- Dataset:
##########

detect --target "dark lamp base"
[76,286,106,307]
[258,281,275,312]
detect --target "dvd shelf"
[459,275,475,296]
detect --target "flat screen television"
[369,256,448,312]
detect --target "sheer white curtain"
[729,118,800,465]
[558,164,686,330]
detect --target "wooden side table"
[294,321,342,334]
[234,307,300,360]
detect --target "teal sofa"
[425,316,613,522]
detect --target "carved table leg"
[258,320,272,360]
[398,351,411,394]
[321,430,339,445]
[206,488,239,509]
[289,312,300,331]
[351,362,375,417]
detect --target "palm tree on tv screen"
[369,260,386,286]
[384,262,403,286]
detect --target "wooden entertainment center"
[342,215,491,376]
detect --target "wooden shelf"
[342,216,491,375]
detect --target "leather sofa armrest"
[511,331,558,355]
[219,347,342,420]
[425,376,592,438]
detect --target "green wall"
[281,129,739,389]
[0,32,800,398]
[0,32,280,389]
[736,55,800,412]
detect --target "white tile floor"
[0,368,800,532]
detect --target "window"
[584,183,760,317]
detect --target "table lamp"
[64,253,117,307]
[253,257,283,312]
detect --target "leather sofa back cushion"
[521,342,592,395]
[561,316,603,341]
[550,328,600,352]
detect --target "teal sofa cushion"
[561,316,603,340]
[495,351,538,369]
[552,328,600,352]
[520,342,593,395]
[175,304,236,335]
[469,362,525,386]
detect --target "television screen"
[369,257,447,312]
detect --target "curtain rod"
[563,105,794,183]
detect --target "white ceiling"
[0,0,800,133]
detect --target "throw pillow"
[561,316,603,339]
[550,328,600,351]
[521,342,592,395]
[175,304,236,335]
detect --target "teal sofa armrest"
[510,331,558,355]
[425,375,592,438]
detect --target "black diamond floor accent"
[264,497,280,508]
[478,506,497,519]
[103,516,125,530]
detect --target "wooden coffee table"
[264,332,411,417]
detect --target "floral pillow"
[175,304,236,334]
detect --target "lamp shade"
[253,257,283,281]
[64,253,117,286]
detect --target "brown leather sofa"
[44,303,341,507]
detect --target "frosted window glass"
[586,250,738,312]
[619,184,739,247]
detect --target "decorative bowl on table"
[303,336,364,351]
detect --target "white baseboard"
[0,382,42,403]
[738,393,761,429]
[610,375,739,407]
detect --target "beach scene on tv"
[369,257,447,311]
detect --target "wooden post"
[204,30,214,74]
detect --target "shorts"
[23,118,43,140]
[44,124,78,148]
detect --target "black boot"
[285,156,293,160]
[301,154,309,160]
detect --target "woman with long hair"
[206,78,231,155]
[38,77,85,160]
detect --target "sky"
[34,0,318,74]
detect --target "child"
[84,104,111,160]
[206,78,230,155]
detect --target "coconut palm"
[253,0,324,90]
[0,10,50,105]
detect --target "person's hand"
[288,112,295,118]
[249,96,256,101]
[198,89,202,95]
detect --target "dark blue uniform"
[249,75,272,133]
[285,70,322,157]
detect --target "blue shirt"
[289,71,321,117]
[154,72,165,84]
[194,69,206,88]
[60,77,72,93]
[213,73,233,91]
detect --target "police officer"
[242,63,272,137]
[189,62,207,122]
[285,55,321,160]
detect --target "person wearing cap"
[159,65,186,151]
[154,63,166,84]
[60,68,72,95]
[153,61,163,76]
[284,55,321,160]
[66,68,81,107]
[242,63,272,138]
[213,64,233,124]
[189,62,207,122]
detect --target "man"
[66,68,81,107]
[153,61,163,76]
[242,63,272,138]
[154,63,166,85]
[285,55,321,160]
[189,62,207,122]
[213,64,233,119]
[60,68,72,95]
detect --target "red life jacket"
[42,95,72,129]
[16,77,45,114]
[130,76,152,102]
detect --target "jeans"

##########

- Given problem:
Please list each line from the entries above that contains the word "white".

- Exercise result:
detect --target "sheer white curtain"
detect --target "white tile floor"
detect --target "white ceiling"
detect --target "white baseboard"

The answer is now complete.